**GOAL**
Repeat every one of the entries below word for word, keeping each line as it is.

**RECORDS PROVIDED**
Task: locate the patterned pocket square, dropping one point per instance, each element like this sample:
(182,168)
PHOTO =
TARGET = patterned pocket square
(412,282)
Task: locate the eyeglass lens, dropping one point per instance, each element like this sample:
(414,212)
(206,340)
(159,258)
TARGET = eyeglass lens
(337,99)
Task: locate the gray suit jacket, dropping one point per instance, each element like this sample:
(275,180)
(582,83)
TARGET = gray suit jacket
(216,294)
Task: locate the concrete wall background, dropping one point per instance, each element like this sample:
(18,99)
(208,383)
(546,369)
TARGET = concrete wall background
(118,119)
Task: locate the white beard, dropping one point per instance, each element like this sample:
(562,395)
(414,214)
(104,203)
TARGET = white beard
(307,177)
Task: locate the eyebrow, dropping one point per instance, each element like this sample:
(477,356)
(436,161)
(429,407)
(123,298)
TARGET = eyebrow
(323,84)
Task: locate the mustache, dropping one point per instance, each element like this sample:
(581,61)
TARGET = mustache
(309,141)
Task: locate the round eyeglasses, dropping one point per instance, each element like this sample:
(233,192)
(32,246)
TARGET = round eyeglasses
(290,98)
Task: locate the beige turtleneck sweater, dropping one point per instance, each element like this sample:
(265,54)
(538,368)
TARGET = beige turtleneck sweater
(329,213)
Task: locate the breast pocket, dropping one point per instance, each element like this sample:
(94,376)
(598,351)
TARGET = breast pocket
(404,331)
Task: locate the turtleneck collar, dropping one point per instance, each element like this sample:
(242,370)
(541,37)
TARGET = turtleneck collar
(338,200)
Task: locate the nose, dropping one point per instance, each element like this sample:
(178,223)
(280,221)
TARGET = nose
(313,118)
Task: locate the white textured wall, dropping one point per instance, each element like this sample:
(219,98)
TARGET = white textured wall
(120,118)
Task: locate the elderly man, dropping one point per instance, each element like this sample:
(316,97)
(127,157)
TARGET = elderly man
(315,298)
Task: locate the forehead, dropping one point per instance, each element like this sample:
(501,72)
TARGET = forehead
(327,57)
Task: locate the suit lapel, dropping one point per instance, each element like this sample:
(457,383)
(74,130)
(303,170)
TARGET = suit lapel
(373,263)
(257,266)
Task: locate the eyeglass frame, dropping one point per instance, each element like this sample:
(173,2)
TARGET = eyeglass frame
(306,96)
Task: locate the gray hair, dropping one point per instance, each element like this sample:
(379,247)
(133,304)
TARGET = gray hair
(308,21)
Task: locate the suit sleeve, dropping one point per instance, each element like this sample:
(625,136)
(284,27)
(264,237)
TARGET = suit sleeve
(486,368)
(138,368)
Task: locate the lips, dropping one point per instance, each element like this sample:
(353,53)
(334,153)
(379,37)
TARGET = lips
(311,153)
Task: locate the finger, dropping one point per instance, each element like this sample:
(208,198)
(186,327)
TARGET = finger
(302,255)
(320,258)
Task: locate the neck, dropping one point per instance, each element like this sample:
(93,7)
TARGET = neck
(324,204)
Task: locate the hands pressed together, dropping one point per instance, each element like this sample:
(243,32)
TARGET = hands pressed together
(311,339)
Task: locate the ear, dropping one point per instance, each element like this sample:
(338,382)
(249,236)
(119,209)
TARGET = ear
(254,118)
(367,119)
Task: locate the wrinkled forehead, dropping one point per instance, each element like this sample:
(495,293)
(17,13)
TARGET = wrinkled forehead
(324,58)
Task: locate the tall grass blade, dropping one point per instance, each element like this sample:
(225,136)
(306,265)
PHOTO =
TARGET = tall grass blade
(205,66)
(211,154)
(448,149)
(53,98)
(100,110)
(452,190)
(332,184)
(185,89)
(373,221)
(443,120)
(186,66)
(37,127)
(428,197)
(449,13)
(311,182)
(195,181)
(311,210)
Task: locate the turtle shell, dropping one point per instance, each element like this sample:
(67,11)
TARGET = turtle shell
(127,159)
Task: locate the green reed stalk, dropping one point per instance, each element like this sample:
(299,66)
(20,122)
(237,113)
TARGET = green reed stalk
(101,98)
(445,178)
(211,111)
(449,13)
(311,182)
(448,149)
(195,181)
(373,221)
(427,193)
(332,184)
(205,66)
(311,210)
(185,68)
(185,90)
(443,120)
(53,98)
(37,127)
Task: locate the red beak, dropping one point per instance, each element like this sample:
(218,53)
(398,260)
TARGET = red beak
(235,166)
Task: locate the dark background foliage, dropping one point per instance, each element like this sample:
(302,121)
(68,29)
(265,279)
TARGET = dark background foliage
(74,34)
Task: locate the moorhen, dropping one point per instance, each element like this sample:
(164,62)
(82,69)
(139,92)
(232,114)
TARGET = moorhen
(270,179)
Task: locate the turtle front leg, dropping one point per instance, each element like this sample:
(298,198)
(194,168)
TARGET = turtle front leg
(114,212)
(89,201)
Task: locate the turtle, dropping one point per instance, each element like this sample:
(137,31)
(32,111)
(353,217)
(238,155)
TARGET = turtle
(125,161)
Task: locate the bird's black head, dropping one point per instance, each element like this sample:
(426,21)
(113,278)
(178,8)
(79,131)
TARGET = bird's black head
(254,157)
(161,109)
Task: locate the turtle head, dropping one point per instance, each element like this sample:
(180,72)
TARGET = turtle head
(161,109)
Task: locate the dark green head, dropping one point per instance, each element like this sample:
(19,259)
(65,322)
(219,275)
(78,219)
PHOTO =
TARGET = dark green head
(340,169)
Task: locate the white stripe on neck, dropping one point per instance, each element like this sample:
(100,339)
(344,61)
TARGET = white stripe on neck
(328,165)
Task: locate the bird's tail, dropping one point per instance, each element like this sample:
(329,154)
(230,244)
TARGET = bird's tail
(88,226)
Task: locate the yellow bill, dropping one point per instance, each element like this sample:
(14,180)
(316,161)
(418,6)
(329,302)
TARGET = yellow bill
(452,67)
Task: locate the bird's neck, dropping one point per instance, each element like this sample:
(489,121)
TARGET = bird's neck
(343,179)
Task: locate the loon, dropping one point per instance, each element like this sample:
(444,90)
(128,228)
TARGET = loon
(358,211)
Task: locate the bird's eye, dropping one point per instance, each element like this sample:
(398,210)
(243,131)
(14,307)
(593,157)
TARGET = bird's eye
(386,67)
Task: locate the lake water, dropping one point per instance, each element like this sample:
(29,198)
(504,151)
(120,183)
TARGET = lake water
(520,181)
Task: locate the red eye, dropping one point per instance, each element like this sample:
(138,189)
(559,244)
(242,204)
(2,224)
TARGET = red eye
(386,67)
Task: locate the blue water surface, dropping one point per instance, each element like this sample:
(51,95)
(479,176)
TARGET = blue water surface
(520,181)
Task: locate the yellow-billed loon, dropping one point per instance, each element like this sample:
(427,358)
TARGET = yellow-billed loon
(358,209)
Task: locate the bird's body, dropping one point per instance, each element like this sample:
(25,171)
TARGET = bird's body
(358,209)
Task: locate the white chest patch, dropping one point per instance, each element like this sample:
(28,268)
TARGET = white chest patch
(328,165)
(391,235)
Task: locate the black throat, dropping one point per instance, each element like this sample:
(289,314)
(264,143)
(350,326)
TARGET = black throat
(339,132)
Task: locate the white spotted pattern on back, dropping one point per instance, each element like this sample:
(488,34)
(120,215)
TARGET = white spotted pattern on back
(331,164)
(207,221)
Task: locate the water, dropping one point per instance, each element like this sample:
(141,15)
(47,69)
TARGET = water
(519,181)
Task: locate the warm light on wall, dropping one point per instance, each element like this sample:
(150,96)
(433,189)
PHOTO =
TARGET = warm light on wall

**THE SOLUTION**
Task: locate the patterned pocket square, dropping one point per instance, each element like this sample:
(182,168)
PHOTO =
TARGET = patterned pocket square
(412,282)
Task: locate the eyeglass lens, dropping one point per instance, each element like this sample:
(414,212)
(206,340)
(159,258)
TARGET = eyeglass lens
(337,99)
Task: locate the gray suit jacket, dropping one point per instance, each element like this sample:
(275,180)
(582,83)
TARGET = gray suit jacket
(216,294)
Task: locate the concrete wall background, dropping one point per instance, each element like this sample:
(18,99)
(208,383)
(546,369)
TARGET = concrete wall background
(118,119)
Task: locate the white beard, dropping one point per instance, each element like this sample:
(562,395)
(414,214)
(104,203)
TARGET = white beard
(307,177)
Task: locate the eyebrow, dropping one point per instance, each element like this sample:
(477,356)
(436,161)
(429,407)
(123,298)
TARGET = eyebrow
(323,84)
Task: locate the mustache, dropping one point per instance, each element like this sample:
(581,61)
TARGET = mustache
(309,141)
Task: locate the round eyeglasses, dropping one point per instance, each element like this sample:
(233,192)
(32,246)
TARGET = round eyeglasses
(290,98)
Task: locate the beige turtleneck sweater, dropping one point per instance, each element like this sample:
(265,54)
(538,368)
TARGET = beige turtleneck sweater
(329,213)
Task: locate the breast pocket, dropping one point per instance, each element like this sample:
(94,376)
(598,351)
TARGET = breast pocket
(404,331)
Task: locate the turtleneck collar, dropping one point per instance, each element like this sample:
(242,370)
(541,37)
TARGET = turtleneck collar
(338,200)
Task: locate the nose, dropping one point per instance, each element like this sample:
(178,223)
(280,221)
TARGET = nose
(313,118)
Task: locate the white textured wall, dropping one point per instance, each element like this sample:
(219,98)
TARGET = white textured wall
(120,118)
Task: locate the elderly man, dropping one point per instance, each element like this sample:
(316,97)
(127,157)
TARGET = elderly man
(315,298)
Task: locate the forehead, dropping one point per instance, each element like this sample:
(501,72)
TARGET = forehead
(327,57)
Task: locate the suit lapel, dropping one point per instance, each element like this sample:
(457,383)
(74,130)
(303,170)
TARGET = suit lapel
(373,263)
(257,266)
Task: locate the eyeglass frame, dropping one point per instance, each element like this sample:
(173,2)
TARGET = eyeglass frame
(306,96)
Task: locate the gray hair, dropping one point per instance, each element like this sample:
(379,247)
(133,304)
TARGET = gray hair
(308,21)
Task: locate the suit sleeve, dropping one point per instance, each element like this sample:
(625,136)
(284,27)
(264,237)
TARGET = suit sleeve
(486,368)
(138,368)
Task: locate the lips, dropping one point per instance, each element like this sample:
(353,53)
(334,153)
(379,37)
TARGET = lips
(311,153)
Task: locate the finger, dropping one point per instance, each element like this sample:
(208,198)
(186,327)
TARGET = finger
(302,255)
(320,258)
Task: locate the neck, dropping one point per instance, each element like this sample:
(93,7)
TARGET = neck
(324,204)
Task: locate the hands pressed together, dropping one point per instance, each element like this sample:
(243,32)
TARGET = hands pressed together
(311,339)
Task: locate the ear, dropping one point per instance, each element like this sample:
(338,382)
(249,236)
(119,209)
TARGET = ear
(254,118)
(367,119)
Task: locate the wrinkled forehead, dropping one point per instance, each element like this sample:
(495,293)
(17,13)
TARGET = wrinkled forehead
(324,58)
Task: locate the tall grass blade, dropping one point per instance, each element like this sample:
(225,136)
(306,265)
PHOTO =
TARGET = tall grass blade
(205,66)
(211,154)
(448,149)
(53,98)
(100,110)
(452,190)
(332,184)
(185,89)
(373,221)
(443,120)
(186,66)
(37,127)
(428,197)
(449,13)
(311,182)
(195,181)
(311,210)
Task: locate the turtle shell, dropping one point per instance, each element like this sample:
(67,11)
TARGET = turtle shell
(127,159)
Task: locate the green reed stalk, dropping one point per instance, each element like this sample:
(299,66)
(20,122)
(237,113)
TARGET = green reed stalk
(101,98)
(445,178)
(211,111)
(449,13)
(311,182)
(448,149)
(195,181)
(373,221)
(427,193)
(332,184)
(205,66)
(311,210)
(185,68)
(185,90)
(443,120)
(53,98)
(37,127)
Task: locate the red beak, dropping one point per instance, each element like this sample:
(218,53)
(398,260)
TARGET = red beak
(235,166)
Task: locate the dark background foliage, dropping one point per instance, each element like this sample:
(302,121)
(68,29)
(265,279)
TARGET = dark background foliage
(74,34)
Task: locate the moorhen, dropping one point per instance, each element like this sample:
(164,62)
(82,69)
(139,92)
(232,114)
TARGET = moorhen
(270,179)
Task: locate the turtle front leg, dropping one point per instance, each element like this sample:
(298,198)
(194,168)
TARGET = turtle front leg
(114,212)
(89,201)
Task: locate the turtle, dropping one point per instance, each element like this sample:
(137,31)
(32,111)
(353,217)
(238,155)
TARGET = turtle
(125,161)
Task: locate the bird's black head, dropping one point per instance, each element like this sample:
(426,21)
(113,278)
(178,8)
(79,131)
TARGET = bird's black head
(254,157)
(161,109)
Task: locate the turtle head, dropping one point per instance, each element like this sample:
(180,72)
TARGET = turtle head
(161,109)
Task: locate the dark green head, dropping one point per instance, each element like this sample:
(19,259)
(65,322)
(219,275)
(78,219)
PHOTO =
TARGET = dark green head
(340,169)
Task: locate the white stripe on neck, dropping one point per instance, each element like this sample:
(100,339)
(344,61)
TARGET = white stripe on neck
(328,165)
Task: locate the bird's tail, dropping one point per instance, each element like this sample:
(329,154)
(230,244)
TARGET = bird's tail
(88,226)
Task: locate the yellow bill, dropping one point per instance, each element like this sample:
(14,180)
(316,161)
(418,6)
(329,302)
TARGET = yellow bill
(452,67)
Task: locate the bird's neck, dropping one point per instance, each element like this sample:
(489,121)
TARGET = bird's neck
(343,179)
Task: locate the loon, dropping one point per instance, each element like this sample:
(444,90)
(128,228)
TARGET = loon
(358,211)
Task: locate the bird's eye, dropping one point per instance, each element like this sample:
(398,210)
(243,131)
(14,307)
(593,157)
TARGET = bird's eye
(386,67)
Task: locate the lake water, dropping one point per instance, each element like this sample:
(29,198)
(504,151)
(120,183)
TARGET = lake water
(520,181)
Task: locate the red eye, dropping one point per instance, each element like this sample:
(138,189)
(559,244)
(242,204)
(2,224)
TARGET = red eye
(386,67)
Task: locate the blue water surface, dropping one point per instance, each element like this sample:
(51,95)
(479,176)
TARGET = blue water surface
(520,181)
Task: locate the yellow-billed loon, dropping one point per instance, each element like this sample:
(427,358)
TARGET = yellow-billed loon
(358,209)
Task: locate the bird's body, dropping one point per instance, each element like this sample:
(25,171)
TARGET = bird's body
(358,209)
Task: locate the white chest patch, dropping one point per instance, each element like this sample:
(28,268)
TARGET = white chest patch
(328,165)
(391,235)
Task: locate the black throat, dropping one point per instance, each element like this sample:
(289,314)
(264,143)
(350,326)
TARGET = black throat
(339,132)
Task: locate the white spotted pattern on back, dropping one point per instance, each element like this sample:
(488,34)
(120,215)
TARGET = white spotted pattern on back
(331,164)
(207,221)
Task: locate the water, dropping one point per instance, each element like this sample:
(141,15)
(47,69)
TARGET = water
(519,181)
Task: locate the warm light on wall, dropping one point per instance, each element like this sample:
(150,96)
(433,189)
PHOTO =
TARGET = warm light on wall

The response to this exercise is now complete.